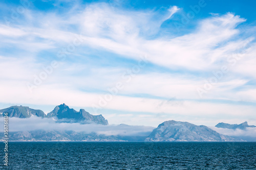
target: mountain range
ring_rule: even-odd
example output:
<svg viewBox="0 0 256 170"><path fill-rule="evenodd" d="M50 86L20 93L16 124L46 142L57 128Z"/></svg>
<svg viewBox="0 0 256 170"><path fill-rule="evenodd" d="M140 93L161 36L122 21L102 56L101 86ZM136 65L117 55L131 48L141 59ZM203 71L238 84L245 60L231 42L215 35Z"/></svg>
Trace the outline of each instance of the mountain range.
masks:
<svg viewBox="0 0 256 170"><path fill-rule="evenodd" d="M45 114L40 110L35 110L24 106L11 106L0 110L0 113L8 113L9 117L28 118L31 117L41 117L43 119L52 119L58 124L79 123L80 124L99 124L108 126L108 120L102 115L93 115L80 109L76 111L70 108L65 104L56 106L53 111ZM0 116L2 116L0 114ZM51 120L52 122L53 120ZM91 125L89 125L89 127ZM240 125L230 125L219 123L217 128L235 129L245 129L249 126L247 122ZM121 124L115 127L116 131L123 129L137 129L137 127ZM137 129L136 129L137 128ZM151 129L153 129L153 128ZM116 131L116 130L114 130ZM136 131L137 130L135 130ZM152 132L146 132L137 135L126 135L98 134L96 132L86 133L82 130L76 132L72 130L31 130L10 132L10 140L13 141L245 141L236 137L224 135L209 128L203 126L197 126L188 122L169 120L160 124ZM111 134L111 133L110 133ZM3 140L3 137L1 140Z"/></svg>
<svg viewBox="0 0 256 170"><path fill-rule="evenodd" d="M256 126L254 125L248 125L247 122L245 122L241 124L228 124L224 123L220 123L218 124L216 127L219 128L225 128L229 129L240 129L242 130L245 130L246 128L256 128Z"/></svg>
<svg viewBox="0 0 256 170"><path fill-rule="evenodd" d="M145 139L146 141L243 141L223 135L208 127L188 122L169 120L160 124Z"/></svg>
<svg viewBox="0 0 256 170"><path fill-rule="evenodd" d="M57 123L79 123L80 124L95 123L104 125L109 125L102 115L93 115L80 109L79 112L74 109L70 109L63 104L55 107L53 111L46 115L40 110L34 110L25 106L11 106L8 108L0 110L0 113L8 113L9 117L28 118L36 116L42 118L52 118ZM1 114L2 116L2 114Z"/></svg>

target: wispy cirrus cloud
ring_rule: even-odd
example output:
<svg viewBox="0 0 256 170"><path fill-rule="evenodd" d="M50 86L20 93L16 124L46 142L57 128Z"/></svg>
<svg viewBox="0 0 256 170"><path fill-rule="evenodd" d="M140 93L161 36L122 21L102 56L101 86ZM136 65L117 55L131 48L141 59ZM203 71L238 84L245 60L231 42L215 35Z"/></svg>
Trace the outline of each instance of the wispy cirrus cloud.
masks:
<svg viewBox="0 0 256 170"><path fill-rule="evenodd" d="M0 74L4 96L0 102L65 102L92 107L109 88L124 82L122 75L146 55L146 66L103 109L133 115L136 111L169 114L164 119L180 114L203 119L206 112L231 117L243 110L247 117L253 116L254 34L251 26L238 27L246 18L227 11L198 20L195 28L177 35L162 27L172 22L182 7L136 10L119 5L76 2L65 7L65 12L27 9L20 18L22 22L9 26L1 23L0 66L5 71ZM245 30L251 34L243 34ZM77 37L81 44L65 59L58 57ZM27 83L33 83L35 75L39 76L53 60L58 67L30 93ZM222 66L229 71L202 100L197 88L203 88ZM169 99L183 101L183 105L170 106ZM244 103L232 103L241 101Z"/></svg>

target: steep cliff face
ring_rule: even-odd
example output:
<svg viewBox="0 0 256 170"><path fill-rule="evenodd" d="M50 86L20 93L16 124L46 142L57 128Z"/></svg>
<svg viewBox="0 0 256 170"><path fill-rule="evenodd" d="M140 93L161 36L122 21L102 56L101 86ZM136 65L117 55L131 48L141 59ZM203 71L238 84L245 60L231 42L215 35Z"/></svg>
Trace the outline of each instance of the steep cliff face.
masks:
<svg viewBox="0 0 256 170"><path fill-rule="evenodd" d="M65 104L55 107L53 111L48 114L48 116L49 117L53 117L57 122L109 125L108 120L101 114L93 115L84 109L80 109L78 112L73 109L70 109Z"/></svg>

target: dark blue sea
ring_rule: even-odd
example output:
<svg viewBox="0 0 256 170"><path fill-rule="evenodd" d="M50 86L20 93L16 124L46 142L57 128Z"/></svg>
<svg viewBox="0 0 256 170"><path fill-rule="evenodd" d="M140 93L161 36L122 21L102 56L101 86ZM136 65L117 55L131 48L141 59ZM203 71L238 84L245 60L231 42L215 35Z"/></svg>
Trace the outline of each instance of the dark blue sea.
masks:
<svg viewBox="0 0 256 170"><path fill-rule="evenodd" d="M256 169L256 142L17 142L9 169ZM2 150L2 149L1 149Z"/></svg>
---*---
▶ WHAT YOU NEED TO DO: Reproduce all of the entries above, changing each occurrence of "outline" to "boundary" and leaving everything else as it is. Omit the pictures.

▶ ANSWER TO THE EXERCISE:
target: mountain range
ring_rule: even-odd
example output:
<svg viewBox="0 0 256 170"><path fill-rule="evenodd" d="M50 86L20 93L16 124L46 142L57 128Z"/></svg>
<svg viewBox="0 0 256 170"><path fill-rule="evenodd" d="M140 93L161 36L122 21L102 56L101 86ZM136 65L117 55L131 48L141 59ZM203 71L238 84L245 60L231 42L215 35Z"/></svg>
Trace the boundary of each instance of the mountain range.
masks:
<svg viewBox="0 0 256 170"><path fill-rule="evenodd" d="M45 114L40 110L35 110L24 106L11 106L0 110L0 113L8 113L9 117L28 118L31 117L41 117L43 119L52 119L58 124L79 123L80 124L99 124L108 126L108 120L102 115L93 115L80 109L76 111L70 108L65 104L56 106L53 111ZM0 116L2 116L0 114ZM51 120L52 122L53 120ZM91 125L89 125L89 127ZM240 125L230 125L219 123L217 128L235 129L245 129L249 126L247 122ZM121 124L115 127L116 131L123 129L137 129L137 127ZM137 129L136 129L137 128ZM151 129L153 129L153 128ZM116 131L116 130L114 130ZM136 131L137 130L135 130ZM152 132L146 132L137 135L126 135L98 134L96 132L86 133L82 130L76 132L72 130L31 130L10 132L10 140L13 141L245 141L236 137L224 135L209 128L203 126L197 126L188 122L169 120L160 124ZM111 134L111 133L110 133ZM3 140L3 137L1 140Z"/></svg>
<svg viewBox="0 0 256 170"><path fill-rule="evenodd" d="M256 126L254 125L248 125L247 122L245 122L241 124L228 124L224 123L220 123L218 124L216 127L219 128L225 128L229 129L240 129L242 130L245 130L246 128L256 128Z"/></svg>
<svg viewBox="0 0 256 170"><path fill-rule="evenodd" d="M145 139L146 141L243 141L223 135L208 127L188 122L169 120L160 124Z"/></svg>
<svg viewBox="0 0 256 170"><path fill-rule="evenodd" d="M57 123L79 123L80 124L95 123L104 125L109 125L102 115L93 115L80 109L79 112L74 109L70 109L63 104L55 107L53 111L46 115L40 110L34 110L25 106L11 106L8 108L0 110L0 113L8 113L9 117L28 118L36 116L42 118L52 118ZM1 114L2 116L2 114Z"/></svg>

target: wispy cirrus cloud
ring_rule: even-odd
example output:
<svg viewBox="0 0 256 170"><path fill-rule="evenodd" d="M50 86L20 93L16 124L46 142L57 128Z"/></svg>
<svg viewBox="0 0 256 170"><path fill-rule="evenodd" d="M140 93L161 36L122 21L102 56L101 86ZM136 65L117 55L131 48L141 59ZM203 71L238 84L245 60L231 42L215 35Z"/></svg>
Trace the boundary of each instance of the wispy cirrus cloud.
masks:
<svg viewBox="0 0 256 170"><path fill-rule="evenodd" d="M0 74L4 96L0 102L65 102L92 107L109 88L124 82L122 75L146 55L146 66L103 109L133 115L136 111L169 114L164 119L180 114L203 119L206 112L231 117L243 110L247 117L253 116L254 34L251 26L238 27L246 18L227 11L198 20L195 28L177 35L162 27L172 22L182 7L136 10L119 5L76 2L65 7L65 12L27 9L20 18L22 22L9 26L1 23L0 66L5 71ZM245 30L251 34L243 34ZM77 37L81 44L65 59L58 57ZM27 83L33 83L35 75L39 76L53 60L58 67L30 93ZM222 66L229 71L202 100L197 88L203 88ZM169 99L183 101L183 105L170 106ZM244 103L232 103L241 101Z"/></svg>

target: steep cliff face
ring_rule: even-odd
example output:
<svg viewBox="0 0 256 170"><path fill-rule="evenodd" d="M50 86L20 93L16 124L46 142L57 128Z"/></svg>
<svg viewBox="0 0 256 170"><path fill-rule="evenodd" d="M140 93L161 36L122 21L102 56L101 86ZM136 65L117 55L131 48L141 59ZM203 71L238 84L245 60L231 42L215 35Z"/></svg>
Trace the boundary of each instance of the steep cliff face.
masks:
<svg viewBox="0 0 256 170"><path fill-rule="evenodd" d="M65 104L55 107L53 111L48 114L48 116L49 117L53 117L57 122L109 125L108 120L101 114L93 115L84 109L80 109L78 112L73 109L70 109Z"/></svg>

target: dark blue sea
ring_rule: even-odd
example output:
<svg viewBox="0 0 256 170"><path fill-rule="evenodd" d="M50 86L20 93L16 124L46 142L57 128Z"/></svg>
<svg viewBox="0 0 256 170"><path fill-rule="evenodd" d="M140 93L161 36L122 21L102 56L101 86ZM136 65L117 55L131 48L141 59ZM203 71L238 84L245 60L231 42L215 35Z"/></svg>
Trace the boundary of each instance of the dark blue sea.
masks:
<svg viewBox="0 0 256 170"><path fill-rule="evenodd" d="M256 169L256 142L17 142L9 169ZM2 150L2 149L1 149Z"/></svg>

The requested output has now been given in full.